* begin LISTING *
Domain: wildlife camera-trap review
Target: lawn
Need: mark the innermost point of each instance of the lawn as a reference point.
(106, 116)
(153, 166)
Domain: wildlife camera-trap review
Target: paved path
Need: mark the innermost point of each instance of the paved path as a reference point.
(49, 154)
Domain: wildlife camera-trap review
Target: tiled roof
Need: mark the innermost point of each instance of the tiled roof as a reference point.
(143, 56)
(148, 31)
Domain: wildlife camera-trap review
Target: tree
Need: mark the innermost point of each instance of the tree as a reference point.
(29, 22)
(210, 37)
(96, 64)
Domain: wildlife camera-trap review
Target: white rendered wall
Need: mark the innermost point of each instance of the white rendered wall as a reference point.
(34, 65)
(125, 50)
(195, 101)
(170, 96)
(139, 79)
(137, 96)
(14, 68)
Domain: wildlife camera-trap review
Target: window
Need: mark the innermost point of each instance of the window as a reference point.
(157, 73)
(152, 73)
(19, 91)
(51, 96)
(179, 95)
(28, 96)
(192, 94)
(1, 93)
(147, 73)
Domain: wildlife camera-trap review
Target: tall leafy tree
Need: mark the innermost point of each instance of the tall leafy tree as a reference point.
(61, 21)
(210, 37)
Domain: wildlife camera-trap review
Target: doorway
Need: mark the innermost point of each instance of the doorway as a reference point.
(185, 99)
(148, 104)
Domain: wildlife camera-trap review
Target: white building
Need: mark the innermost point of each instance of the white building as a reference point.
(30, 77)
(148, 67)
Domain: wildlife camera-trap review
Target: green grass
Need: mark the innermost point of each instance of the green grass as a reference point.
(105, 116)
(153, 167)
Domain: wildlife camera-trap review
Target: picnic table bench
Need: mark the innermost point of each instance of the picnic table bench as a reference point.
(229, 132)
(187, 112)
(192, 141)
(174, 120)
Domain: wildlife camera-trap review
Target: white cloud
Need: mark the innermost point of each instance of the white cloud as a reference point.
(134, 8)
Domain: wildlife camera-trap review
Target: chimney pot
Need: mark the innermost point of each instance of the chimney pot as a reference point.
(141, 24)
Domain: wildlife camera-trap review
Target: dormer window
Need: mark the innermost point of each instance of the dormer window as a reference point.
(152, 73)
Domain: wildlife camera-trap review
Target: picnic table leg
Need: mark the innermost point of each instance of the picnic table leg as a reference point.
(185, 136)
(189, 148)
* end LISTING *
▶ JOB
Pick out each line in the rows above that contains the word "tree", and copy those lines in their original order.

▶ RESULT BELOW
Target: tree
Need: mark the innermost point of each instance of the tree as a reference point.
Target: tall leafy tree
Need: mark the innermost point of each instance of the tall leafy tree as a reference point.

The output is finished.